* **Page extract**
=====
Background and importance Fungal keratitis is an infection of the cornea caused by fungi. The clinical symptoms include pain, secretions, blurred vision and photophobia. They are usually caused by the genus of filamentous fungi Aspergillus, Fusarium and Penicillium. Conventional treatment combines topical natamycin, voriconazole and moxifloxacin, in addition to oral voriconazole. Nevertheless, therapy for those refractory to treatment is not clear.
Aim and objectives We present a case of filamentary keratitis caused by Fusarium in a contact lenses wearer. The inefficacy of conventional treatment, together with the deep location of the infection, led to a search for therapeutic alternatives, opting for intracameral and intrastromal voriconazole injection at 0.05%. The efficacy of the preparation was evaluated.
Material and methods Voriconazole syringes 0.5 mL were prepared at a concentration of 0.05%. In a vertical laminar flow hood, the 200 mg voriconazole vial was reconstituted with 19 mL of water for injection (solution of 10 mg/mL). Physiological serum (19 mL) was loaded into a 50 mL syringe and 1 mL of reconstituted voriconazole was taken in an insulin syringe and transferred to the 50 mL syringe (solution of 0.5 mg/mL=0.05%). A 0.2 µm filter was adapted and 0.5 mL added to a 1 mL syringe. The reconstituted vial and preparation were stable after 24 hours at 2–8°C.
=====
Data extracted from a collection
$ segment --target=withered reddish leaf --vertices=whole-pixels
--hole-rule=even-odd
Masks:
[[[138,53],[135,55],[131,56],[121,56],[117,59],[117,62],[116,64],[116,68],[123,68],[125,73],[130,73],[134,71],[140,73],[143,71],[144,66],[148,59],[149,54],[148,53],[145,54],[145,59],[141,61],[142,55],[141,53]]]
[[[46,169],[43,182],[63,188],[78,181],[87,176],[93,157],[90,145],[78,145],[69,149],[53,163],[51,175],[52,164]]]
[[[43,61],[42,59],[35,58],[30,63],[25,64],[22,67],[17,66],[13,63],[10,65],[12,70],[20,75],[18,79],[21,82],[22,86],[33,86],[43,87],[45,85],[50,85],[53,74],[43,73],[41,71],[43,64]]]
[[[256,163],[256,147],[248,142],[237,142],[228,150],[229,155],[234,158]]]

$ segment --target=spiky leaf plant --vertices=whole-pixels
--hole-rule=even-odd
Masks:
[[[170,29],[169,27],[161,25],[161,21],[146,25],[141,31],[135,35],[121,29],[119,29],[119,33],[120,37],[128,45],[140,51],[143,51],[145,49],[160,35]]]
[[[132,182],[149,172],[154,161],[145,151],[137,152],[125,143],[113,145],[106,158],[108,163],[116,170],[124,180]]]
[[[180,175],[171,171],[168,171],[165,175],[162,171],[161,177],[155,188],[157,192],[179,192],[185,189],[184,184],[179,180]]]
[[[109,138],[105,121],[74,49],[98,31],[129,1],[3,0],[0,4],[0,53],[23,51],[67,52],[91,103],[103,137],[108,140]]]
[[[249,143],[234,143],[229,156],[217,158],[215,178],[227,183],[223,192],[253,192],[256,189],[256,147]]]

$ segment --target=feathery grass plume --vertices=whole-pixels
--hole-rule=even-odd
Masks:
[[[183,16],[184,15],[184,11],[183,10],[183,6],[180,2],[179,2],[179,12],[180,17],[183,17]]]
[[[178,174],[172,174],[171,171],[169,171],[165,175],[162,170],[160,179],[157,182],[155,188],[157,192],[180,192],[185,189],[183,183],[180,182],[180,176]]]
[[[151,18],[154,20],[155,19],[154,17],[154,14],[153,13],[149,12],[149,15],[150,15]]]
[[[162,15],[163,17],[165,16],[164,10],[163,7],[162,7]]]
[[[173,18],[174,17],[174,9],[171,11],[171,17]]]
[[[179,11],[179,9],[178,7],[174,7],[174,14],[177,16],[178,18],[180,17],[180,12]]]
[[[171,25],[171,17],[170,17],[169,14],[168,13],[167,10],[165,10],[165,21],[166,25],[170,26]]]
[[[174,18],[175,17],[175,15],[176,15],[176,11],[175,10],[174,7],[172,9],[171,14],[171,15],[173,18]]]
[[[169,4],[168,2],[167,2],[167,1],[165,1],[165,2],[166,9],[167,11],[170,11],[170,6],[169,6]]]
=====
* **Aim of the task**
Rewrite the fungal keratitis abstract, starting with "Aim and objectives" and going on through "preparation was evaluated.", putting "other treatment options" in place of "therapeutic alternatives".

* **Answer**
Aim and objectives We present a case of filamentary keratitis caused by Fusarium in a contact lenses wearer. The inefficacy of conventional treatment, together with the deep location of the infection, led to a search for other treatment options, opting for intracameral and intrastromal voriconazole injection at 0.05%. The efficacy of the preparation was evaluated.